> **Request**
From the entries below, pull out every line that contains the word "following" and list those lines.

_ _ _

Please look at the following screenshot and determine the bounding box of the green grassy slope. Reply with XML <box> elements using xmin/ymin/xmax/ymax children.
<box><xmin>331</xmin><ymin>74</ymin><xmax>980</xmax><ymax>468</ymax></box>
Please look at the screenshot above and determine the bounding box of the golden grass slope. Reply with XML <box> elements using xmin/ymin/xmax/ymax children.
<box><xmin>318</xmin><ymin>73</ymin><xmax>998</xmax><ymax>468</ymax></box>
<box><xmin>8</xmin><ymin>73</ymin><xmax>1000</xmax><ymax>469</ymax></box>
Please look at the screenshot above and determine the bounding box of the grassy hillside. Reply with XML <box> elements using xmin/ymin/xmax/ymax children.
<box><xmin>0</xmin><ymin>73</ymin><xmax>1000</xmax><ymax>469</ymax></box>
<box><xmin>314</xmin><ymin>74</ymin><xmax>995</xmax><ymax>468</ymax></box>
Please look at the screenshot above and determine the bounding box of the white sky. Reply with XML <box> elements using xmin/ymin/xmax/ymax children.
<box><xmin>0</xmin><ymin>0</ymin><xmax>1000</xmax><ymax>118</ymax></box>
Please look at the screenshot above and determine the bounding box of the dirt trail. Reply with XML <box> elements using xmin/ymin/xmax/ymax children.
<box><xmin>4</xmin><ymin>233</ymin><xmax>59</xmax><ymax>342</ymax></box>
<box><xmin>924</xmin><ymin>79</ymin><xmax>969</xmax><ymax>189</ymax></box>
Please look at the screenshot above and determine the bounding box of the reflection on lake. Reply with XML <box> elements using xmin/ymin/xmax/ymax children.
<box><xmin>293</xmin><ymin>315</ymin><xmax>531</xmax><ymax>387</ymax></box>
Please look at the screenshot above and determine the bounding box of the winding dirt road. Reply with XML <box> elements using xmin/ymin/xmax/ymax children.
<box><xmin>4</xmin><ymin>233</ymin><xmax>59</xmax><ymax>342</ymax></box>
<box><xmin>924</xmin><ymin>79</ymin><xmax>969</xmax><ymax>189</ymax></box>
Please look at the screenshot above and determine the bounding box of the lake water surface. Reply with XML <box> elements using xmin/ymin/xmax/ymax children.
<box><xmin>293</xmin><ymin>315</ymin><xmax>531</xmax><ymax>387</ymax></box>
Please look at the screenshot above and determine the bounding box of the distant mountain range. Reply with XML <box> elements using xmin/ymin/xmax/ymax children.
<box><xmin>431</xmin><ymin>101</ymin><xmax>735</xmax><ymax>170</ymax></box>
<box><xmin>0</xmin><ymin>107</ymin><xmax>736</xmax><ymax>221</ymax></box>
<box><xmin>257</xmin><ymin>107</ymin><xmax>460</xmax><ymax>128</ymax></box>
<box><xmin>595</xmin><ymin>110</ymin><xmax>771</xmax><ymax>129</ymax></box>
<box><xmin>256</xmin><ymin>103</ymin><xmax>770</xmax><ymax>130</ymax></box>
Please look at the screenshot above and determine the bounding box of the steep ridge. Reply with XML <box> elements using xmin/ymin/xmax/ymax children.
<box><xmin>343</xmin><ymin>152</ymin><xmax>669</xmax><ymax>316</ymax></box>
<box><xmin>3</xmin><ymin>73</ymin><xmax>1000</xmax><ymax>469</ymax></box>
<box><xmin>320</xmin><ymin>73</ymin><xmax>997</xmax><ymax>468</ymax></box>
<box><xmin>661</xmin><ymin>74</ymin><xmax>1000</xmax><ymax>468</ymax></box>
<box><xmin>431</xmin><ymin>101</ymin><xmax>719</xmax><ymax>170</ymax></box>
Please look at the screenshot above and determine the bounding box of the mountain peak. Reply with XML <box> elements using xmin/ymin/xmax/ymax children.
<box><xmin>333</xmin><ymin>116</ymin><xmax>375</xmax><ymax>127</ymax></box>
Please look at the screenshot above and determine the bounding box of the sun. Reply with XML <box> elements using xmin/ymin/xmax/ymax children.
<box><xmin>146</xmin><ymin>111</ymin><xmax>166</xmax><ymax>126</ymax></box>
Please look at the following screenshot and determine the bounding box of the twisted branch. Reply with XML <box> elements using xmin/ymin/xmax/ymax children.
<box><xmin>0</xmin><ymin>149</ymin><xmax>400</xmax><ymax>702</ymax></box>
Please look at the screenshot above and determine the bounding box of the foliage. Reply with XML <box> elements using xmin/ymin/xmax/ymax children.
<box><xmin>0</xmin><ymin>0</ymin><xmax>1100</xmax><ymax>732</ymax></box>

_ _ _

> **Solution for this task**
Please look at the following screenshot and determine the bounding box of the green grassy slope. Reply with XML <box> elements using xmin/ymin/xmax/ymax children.
Please look at the following screenshot and determine the bounding box of the twisted branch. Reply with XML <box> elements using xmin/ymin/xmax/ymax children.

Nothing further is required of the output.